## Supplied material
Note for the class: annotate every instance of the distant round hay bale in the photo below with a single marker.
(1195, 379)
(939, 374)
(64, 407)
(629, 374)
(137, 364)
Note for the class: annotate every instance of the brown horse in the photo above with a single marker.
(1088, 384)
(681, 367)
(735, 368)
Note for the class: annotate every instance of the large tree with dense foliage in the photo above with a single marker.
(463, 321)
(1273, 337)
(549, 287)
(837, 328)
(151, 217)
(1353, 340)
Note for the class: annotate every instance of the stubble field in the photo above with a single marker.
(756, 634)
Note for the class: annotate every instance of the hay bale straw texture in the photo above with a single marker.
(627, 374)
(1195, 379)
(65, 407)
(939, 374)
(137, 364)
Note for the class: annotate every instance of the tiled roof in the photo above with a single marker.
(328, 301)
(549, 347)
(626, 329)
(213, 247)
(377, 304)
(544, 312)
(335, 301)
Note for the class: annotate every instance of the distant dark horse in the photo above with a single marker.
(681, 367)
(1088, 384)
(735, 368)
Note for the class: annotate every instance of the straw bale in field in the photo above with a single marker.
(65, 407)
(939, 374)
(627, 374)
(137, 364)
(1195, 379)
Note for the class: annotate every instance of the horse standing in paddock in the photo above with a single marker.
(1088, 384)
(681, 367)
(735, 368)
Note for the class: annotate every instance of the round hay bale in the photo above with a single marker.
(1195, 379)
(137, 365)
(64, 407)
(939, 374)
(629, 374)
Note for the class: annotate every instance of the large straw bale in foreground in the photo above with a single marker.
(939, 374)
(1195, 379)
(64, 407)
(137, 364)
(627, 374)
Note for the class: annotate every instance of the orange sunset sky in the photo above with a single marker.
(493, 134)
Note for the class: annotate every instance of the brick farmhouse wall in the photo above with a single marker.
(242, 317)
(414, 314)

## What is needed
Copy the records again, requests included, starting at the line that contains "Note for the class: annotate every instance of the brick" and ending with the last line of the records. Shift every coordinate in the answers by -107.

## Solution to this task
Note for the class: annotate every instance of the brick farmhouse wall in the photo above with a single marker.
(135, 210)
(307, 207)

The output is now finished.